-- Start RECORDS --

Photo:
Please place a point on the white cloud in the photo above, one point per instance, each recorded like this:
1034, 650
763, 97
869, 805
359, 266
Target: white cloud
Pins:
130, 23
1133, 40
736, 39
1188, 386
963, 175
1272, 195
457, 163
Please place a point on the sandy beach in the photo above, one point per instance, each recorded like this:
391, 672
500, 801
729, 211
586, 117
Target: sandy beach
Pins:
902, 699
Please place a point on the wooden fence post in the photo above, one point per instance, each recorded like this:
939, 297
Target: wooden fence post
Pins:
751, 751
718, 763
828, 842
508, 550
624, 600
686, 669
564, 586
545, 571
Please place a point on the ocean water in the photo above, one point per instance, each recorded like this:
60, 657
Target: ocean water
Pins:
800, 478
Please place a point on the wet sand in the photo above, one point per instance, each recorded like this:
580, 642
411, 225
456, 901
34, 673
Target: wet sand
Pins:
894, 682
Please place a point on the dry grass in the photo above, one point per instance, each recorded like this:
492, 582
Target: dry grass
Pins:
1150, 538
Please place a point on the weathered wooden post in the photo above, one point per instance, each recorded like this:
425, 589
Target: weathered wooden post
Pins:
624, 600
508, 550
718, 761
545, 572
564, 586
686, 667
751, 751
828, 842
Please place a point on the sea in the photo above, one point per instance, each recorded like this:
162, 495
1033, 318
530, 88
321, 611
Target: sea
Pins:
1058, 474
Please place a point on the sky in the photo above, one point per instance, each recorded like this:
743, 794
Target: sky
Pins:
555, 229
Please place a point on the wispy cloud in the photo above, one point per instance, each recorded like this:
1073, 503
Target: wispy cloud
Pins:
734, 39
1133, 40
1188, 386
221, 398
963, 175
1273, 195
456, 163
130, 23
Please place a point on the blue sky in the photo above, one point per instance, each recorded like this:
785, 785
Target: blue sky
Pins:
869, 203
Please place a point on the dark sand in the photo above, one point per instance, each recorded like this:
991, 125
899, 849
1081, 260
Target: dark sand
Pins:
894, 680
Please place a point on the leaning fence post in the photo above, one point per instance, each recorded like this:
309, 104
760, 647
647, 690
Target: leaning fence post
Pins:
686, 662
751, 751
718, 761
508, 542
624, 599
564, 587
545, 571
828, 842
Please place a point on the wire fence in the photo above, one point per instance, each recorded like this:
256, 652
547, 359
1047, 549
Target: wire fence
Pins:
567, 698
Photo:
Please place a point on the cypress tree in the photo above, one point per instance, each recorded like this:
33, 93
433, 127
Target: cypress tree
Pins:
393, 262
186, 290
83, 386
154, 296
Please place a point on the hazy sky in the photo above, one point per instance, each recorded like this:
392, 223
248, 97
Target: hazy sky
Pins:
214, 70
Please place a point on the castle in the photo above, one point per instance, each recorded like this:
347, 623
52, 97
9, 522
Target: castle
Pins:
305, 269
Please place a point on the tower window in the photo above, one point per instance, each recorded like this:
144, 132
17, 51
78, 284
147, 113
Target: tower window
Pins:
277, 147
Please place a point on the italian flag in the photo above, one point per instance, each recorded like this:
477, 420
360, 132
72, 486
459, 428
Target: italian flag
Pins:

-- End RECORDS --

> [SET PROBLEM] Each entry above needs to be retyped exactly.

> [RESULT OF THE EXERCISE]
Photo:
Please place a point on the white cloud in the photo above, one point per instance, each recorded like this:
1034, 650
763, 97
869, 805
359, 266
Target: white cloud
Pins:
130, 23
1133, 40
736, 39
1188, 386
963, 175
1272, 195
457, 163
Please place a point on the sandy beach in the photo above, one point per instance, each recorded like this:
391, 672
500, 801
729, 211
586, 117
Target: sandy beach
Pins:
902, 699
Please place a point on the wooden fence post in the photo above, one point per instance, each recorded like this:
939, 297
Target: wooden fence post
Pins:
751, 751
718, 763
828, 842
508, 550
624, 600
686, 669
564, 586
545, 571
Please place a point on the ocean water in the photo above, one point per instance, each recorded like this:
60, 657
Target: ocean water
Pins:
800, 478
Please place a point on the wet sand in the photo above, one point per instance, each recorded like this:
580, 642
411, 225
456, 901
34, 673
Target: wet sand
Pins:
894, 682
Please place a point on the dry grass in the photo above, one point per instance, each recorded like this:
492, 582
Target: dry grass
Pins:
1150, 538
Please place a point on the weathered wooden post in the photo above, one point per instance, each recorded like this:
425, 589
Target: weathered wooden post
Pins:
624, 600
508, 550
718, 761
545, 572
564, 586
686, 667
751, 751
828, 842
Please place a point on the sea in the photo above, one point per instance, each recorded like this:
162, 495
1033, 318
530, 88
321, 611
Target: sea
Pins:
1058, 474
Please place a point on the sky in the photo above, one point per instance, each recorded like this:
743, 794
Target: sky
Pins:
555, 229
Please place a point on the wispy cloud in the photo above, one point per instance, each recorded like this:
1073, 503
Target: wispy cloud
Pins:
734, 39
1133, 40
1188, 386
221, 398
963, 175
1273, 195
456, 163
130, 23
Please place a point on the blue sky in the photo above, one point per instance, each recorded like this:
785, 785
Target: blue sky
Pins:
869, 203
Please place a point on the dark sand in the photo above, one point per instance, each recorded like this:
991, 125
899, 849
1081, 260
Target: dark sand
Pins:
894, 680
Please place a point on the leaning fence post in the photo above, one point per instance, each recorded like this:
309, 104
760, 647
647, 690
Target: leaning fence post
Pins:
686, 662
751, 751
718, 761
508, 542
624, 599
564, 587
545, 571
828, 842
Please place a point on the wire fence in the photo above, one point per instance, each recorded like this:
256, 652
547, 359
1047, 549
Target: wire fence
Pins:
567, 698
Photo:
Please place a point on the cypress tree in the photo above, one point per instance, each recorded like this:
33, 93
433, 127
Target: cypress tree
Pins:
393, 262
186, 290
83, 386
154, 296
Please place a point on the hazy sky in the photo above, one point per instance, each recorded like this:
392, 223
248, 97
Target: hazy sky
Pins:
214, 70
Please place a point on the castle in the photo above, one point per instance, each recorded like this:
347, 623
52, 97
9, 522
Target: castle
Pins:
305, 269
Please place a point on the tower window in the photo above, one point per instance, each recorded like this:
144, 132
17, 51
78, 284
147, 113
Target: tower window
Pins:
277, 147
Please place a point on the italian flag in the photo above, one point per instance, each recorded like this:
477, 420
360, 132
72, 486
459, 428
Target: italian flag
Pins:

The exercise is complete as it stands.